* Textauszug:
Lauterbachs Krankenhausreform

Mehr als die Hälfte der Krankenhäuser in Deutschland schreiben rote Zahlen. Um die finanzielle Schieflage zu beheben, plant Karl Lauterbach nun eine Krankenhausreform, die die Krankenhauslandschaft reformieren soll. Der Bund will zukünftig nur noch Qualität bezahlen, die wirklich da ist und das System durchsichtiger und vergleichbar machen. Dazu sollen Kliniken in drei Level eingeteilt werden, von einer Grundversorgung hin zum Maximalversorger. Es wird also einigen Wirbel in der Krankenhauslandschaft geben.
Für die Zeitarbeit ist das insofern spannend, als sich die Verteilung der Arbeitskräfte noch einmal verschieben dürfte. Der Bedarf an Pflegekräften bleibt unverändert hoch. Selbst wenn einzelne Kliniken schließen, werden mehr Pflegende gebraucht, als verfügbar sind.

* Bereitgestellte Daten:
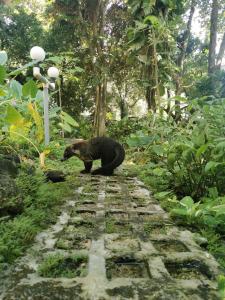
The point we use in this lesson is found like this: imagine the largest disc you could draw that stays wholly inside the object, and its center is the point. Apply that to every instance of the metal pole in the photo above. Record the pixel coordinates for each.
(46, 116)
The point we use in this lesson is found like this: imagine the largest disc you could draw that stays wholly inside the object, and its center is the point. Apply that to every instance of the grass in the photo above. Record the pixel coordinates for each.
(41, 205)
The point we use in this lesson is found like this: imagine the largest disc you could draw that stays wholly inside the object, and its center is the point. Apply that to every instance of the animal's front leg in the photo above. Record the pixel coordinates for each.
(88, 166)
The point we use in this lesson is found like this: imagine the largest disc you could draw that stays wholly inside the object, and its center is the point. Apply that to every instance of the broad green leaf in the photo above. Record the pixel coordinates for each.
(158, 171)
(171, 159)
(16, 89)
(219, 209)
(65, 127)
(13, 116)
(221, 145)
(39, 96)
(187, 202)
(158, 149)
(55, 59)
(144, 59)
(180, 99)
(201, 150)
(2, 74)
(152, 19)
(198, 138)
(39, 132)
(3, 57)
(30, 89)
(211, 165)
(68, 119)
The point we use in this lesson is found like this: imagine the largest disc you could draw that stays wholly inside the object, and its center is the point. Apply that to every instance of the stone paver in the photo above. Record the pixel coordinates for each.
(127, 246)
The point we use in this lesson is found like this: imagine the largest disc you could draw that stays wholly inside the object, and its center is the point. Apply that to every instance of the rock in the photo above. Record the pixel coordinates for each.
(10, 201)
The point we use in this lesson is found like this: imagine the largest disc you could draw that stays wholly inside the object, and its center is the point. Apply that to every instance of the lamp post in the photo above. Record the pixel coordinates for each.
(38, 55)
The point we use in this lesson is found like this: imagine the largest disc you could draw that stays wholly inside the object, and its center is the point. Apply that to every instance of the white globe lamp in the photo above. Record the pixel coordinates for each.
(53, 72)
(37, 53)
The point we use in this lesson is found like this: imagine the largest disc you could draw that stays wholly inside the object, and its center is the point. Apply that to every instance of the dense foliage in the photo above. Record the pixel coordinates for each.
(134, 70)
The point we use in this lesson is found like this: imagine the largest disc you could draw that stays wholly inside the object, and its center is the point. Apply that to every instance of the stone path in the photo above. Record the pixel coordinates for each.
(113, 241)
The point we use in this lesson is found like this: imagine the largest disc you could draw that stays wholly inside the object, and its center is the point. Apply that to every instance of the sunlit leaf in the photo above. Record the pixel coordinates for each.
(3, 57)
(30, 89)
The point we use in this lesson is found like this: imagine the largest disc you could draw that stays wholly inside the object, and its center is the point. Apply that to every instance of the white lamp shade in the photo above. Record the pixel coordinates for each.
(37, 53)
(53, 72)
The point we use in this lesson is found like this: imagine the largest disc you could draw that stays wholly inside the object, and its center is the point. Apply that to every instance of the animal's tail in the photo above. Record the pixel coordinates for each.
(119, 158)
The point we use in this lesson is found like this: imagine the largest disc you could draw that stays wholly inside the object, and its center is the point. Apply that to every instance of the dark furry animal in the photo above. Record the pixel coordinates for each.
(109, 151)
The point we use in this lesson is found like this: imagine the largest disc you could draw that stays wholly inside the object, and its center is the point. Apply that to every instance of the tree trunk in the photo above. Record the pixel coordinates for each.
(221, 53)
(184, 44)
(213, 37)
(186, 37)
(100, 105)
(150, 94)
(123, 109)
(100, 109)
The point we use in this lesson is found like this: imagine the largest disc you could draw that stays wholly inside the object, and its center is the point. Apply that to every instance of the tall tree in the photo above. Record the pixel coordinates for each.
(213, 36)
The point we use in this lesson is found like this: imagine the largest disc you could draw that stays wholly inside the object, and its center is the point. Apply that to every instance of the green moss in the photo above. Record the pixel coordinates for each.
(59, 265)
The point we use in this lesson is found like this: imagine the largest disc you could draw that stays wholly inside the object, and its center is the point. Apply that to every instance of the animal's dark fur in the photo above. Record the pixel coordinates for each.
(109, 151)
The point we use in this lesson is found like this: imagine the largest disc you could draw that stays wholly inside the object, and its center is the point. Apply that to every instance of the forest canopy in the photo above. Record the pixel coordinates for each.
(148, 73)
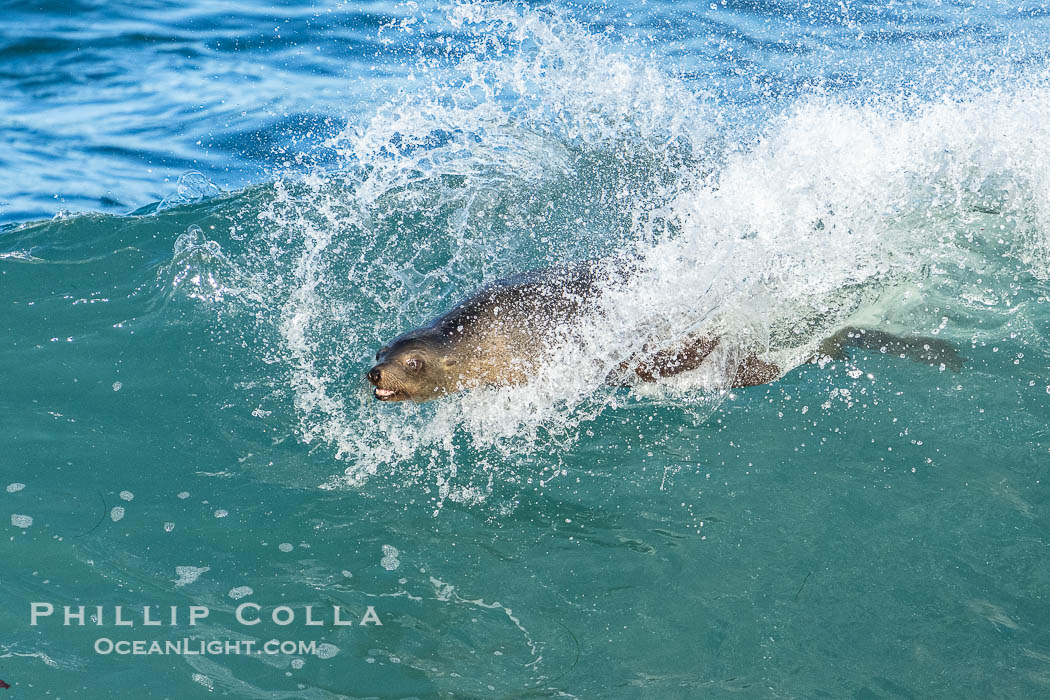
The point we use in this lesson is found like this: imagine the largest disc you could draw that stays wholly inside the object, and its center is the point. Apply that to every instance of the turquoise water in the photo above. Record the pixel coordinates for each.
(214, 216)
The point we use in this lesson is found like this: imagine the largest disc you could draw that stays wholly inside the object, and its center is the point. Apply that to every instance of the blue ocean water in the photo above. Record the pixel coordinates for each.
(212, 215)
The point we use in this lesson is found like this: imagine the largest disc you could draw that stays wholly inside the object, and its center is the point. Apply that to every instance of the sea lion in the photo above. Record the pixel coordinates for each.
(499, 337)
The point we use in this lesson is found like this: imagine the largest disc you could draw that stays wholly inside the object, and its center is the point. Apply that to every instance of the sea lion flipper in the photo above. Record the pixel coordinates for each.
(918, 348)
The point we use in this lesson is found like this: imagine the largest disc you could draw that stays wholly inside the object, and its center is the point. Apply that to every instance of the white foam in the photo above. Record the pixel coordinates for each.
(771, 236)
(189, 574)
(240, 592)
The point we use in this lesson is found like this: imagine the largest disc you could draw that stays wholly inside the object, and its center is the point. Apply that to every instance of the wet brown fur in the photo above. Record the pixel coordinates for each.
(498, 336)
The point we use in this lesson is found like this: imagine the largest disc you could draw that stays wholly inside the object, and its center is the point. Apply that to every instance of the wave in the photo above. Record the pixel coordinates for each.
(543, 143)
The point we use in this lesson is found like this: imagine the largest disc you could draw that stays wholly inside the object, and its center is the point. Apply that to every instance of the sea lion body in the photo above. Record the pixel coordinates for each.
(501, 335)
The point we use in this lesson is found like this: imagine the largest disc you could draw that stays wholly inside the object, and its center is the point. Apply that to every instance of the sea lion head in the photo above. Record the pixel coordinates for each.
(414, 366)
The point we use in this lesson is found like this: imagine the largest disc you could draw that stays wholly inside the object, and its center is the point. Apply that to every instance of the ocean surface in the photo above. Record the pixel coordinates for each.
(213, 214)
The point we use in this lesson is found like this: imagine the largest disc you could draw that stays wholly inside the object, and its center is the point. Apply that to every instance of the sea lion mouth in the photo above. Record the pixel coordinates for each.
(389, 395)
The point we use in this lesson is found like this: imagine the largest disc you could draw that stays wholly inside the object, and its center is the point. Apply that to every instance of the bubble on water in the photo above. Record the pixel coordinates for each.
(390, 560)
(189, 574)
(326, 651)
(204, 680)
(240, 592)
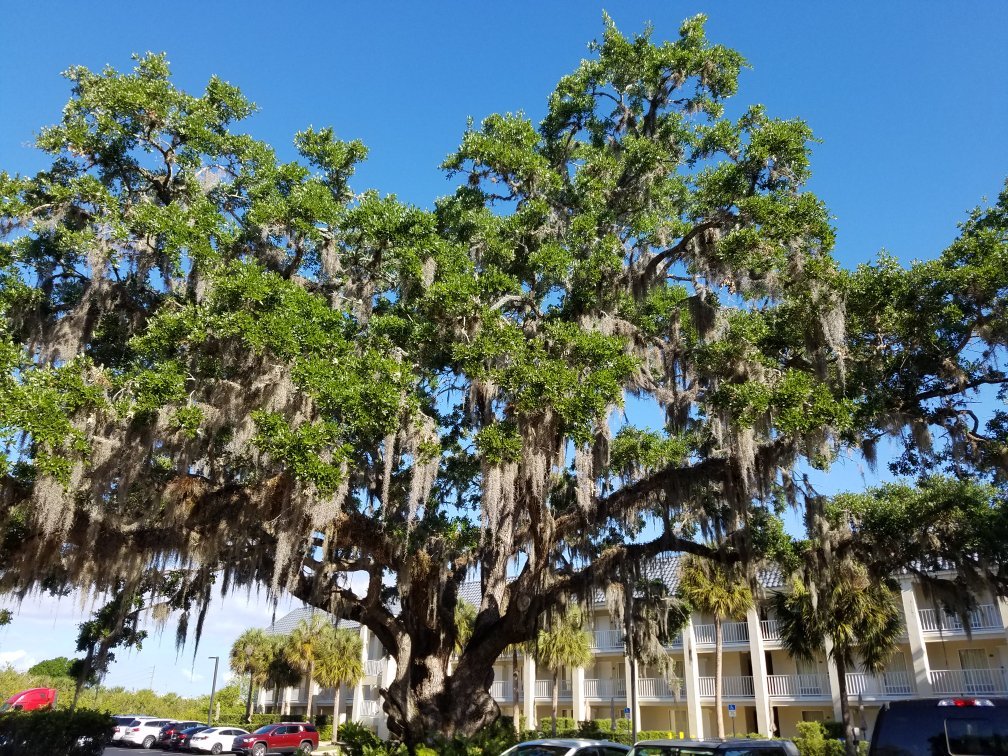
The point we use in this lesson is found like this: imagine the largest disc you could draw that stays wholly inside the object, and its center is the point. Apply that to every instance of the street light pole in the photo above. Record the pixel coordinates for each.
(213, 689)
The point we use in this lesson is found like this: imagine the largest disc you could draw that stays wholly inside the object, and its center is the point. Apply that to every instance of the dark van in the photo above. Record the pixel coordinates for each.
(965, 726)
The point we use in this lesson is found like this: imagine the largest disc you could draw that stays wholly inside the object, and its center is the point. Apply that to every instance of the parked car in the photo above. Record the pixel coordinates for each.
(216, 739)
(730, 747)
(180, 740)
(168, 731)
(938, 727)
(143, 732)
(30, 700)
(568, 747)
(123, 722)
(286, 737)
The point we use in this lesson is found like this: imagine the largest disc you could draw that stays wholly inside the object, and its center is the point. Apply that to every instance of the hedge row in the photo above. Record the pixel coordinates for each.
(58, 733)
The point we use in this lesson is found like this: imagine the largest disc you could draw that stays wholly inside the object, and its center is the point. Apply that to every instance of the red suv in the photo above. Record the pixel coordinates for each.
(287, 737)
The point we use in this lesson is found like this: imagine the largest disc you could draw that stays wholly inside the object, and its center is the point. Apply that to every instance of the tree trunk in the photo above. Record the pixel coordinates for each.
(556, 696)
(248, 704)
(845, 705)
(336, 712)
(719, 644)
(515, 689)
(307, 715)
(422, 702)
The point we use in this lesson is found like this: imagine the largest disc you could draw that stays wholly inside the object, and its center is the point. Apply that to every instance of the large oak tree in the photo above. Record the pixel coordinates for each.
(240, 371)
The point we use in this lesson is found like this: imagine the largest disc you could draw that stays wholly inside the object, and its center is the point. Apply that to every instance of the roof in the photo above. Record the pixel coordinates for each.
(665, 569)
(289, 621)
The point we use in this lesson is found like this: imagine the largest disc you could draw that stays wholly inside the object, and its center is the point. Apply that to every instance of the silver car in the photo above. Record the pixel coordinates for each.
(733, 747)
(568, 747)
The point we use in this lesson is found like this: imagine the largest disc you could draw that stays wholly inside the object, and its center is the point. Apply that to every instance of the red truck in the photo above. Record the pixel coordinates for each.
(287, 737)
(29, 701)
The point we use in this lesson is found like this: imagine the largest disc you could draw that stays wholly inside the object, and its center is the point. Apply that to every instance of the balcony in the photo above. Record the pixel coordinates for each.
(734, 633)
(890, 683)
(544, 689)
(604, 689)
(501, 689)
(607, 640)
(658, 687)
(770, 629)
(969, 681)
(732, 686)
(796, 686)
(675, 642)
(984, 617)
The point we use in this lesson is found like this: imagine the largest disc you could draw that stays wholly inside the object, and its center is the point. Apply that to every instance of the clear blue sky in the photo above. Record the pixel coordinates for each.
(910, 100)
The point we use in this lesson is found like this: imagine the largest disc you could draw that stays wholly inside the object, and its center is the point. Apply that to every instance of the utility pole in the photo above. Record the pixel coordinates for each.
(213, 689)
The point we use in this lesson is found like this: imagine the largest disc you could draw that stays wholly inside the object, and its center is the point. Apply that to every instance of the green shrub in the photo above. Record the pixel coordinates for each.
(812, 741)
(58, 733)
(835, 730)
(359, 740)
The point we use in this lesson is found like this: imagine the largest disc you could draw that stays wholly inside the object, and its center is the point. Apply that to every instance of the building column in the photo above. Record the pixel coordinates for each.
(528, 689)
(578, 694)
(634, 711)
(831, 665)
(690, 674)
(915, 635)
(758, 655)
(1003, 613)
(357, 707)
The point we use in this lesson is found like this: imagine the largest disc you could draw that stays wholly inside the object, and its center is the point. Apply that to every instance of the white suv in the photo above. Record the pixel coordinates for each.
(143, 732)
(123, 722)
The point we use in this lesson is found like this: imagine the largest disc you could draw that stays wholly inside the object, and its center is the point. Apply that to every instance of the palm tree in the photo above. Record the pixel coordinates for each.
(564, 643)
(250, 655)
(339, 662)
(851, 611)
(712, 588)
(280, 672)
(302, 649)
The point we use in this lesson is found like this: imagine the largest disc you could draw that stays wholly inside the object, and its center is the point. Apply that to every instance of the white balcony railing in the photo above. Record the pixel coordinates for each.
(770, 629)
(370, 708)
(796, 685)
(544, 688)
(969, 681)
(657, 687)
(604, 640)
(501, 689)
(733, 633)
(984, 617)
(604, 689)
(733, 686)
(897, 682)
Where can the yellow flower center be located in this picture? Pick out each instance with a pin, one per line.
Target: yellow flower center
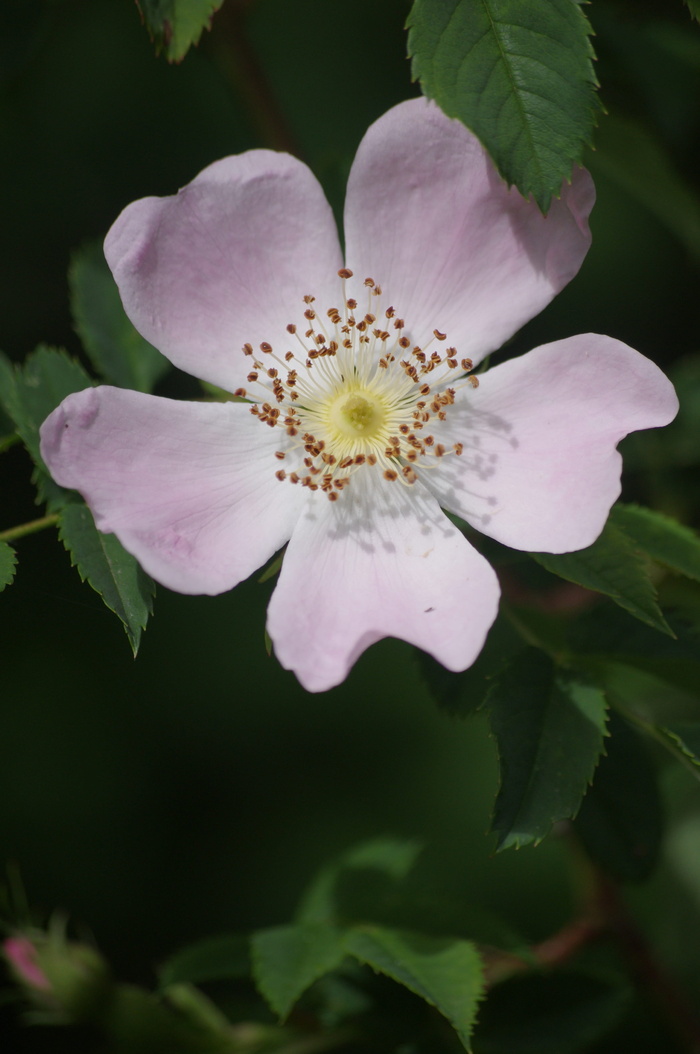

* Ihre Aufgaben:
1 – Können Sie aus dem Text zur Krankenhausreform wortgetreu den Abschnitt ausgeben, der mit den Worten „Mehr als die“ einsetzt und mit „als verfügbar sind.“ schließt?
2 – Würden Sie den Text zur Krankenhausreform dort aufgreifen, wo er aufhört, und ihn weiterschreiben?
Die Zeilen haben mit dem Text zur Krankenhausreform nichts zu tun.

* Schriftliche Antworten:
1 –
Mehr als die Hälfte der Krankenhäuser in Deutschland schreiben rote Zahlen. Um die finanzielle Schieflage zu beheben, plant Karl Lauterbach nun eine Krankenhausreform, die die Krankenhauslandschaft reformieren soll. Der Bund will zukünftig nur noch Qualität bezahlen, die wirklich da ist und das System durchsichtiger und vergleichbar machen. Dazu sollen Kliniken in drei Level eingeteilt werden, von einer Grundversorgung hin zum Maximalversorger. Es wird also einigen Wirbel in der Krankenhauslandschaft geben.
Für die Zeitarbeit ist das insofern spannend, als sich die Verteilung der Arbeitskräfte noch einmal verschieben dürfte. Der Bedarf an Pflegekräften bleibt unverändert hoch. Selbst wenn einzelne Kliniken schließen, werden mehr Pflegende gebraucht, als verfügbar sind.

2 –
Mögliche Folgen einer Umstrukturierung der Krankenhauslandschaft sind längere Wege zu den großen Level 3 Maximalversorgern. Außerdem spielt die soziale Komponente eine wichtige Rolle: Pflegekräfte sind häufig sehr eng an ihr Team gebunden. Fällt dieses weg, etwa weil das Krankenhaus geschlossen wird, kann es durchaus sein, dass jemand sich nicht nach einer neuen Stelle im Pflegesystem umsieht, sondern gleich komplett die Branche wechselt. Aktuelle Studien sehen eine große Abwanderungstendenz in andere Berufe. Die Zeitarbeit dürfte in diesem Fall einen Zuwachs verzeichnen, wenn die Bindung ans Team nicht mehr besteht. Wir schauen uns das Ganze einmal näher an:

1. Was ist die Krankenhausreform?
2. Wie kam es dazu?
3. Was sagt die Krankenhausreform aus?
4. Pflegegeleitete Level 1i-Krankenhäuser
5. Was bedeutet die Reform für die Zeitarbeit?
6. Was sind Kritikpunkte?
7. Wie wird es weitergehen?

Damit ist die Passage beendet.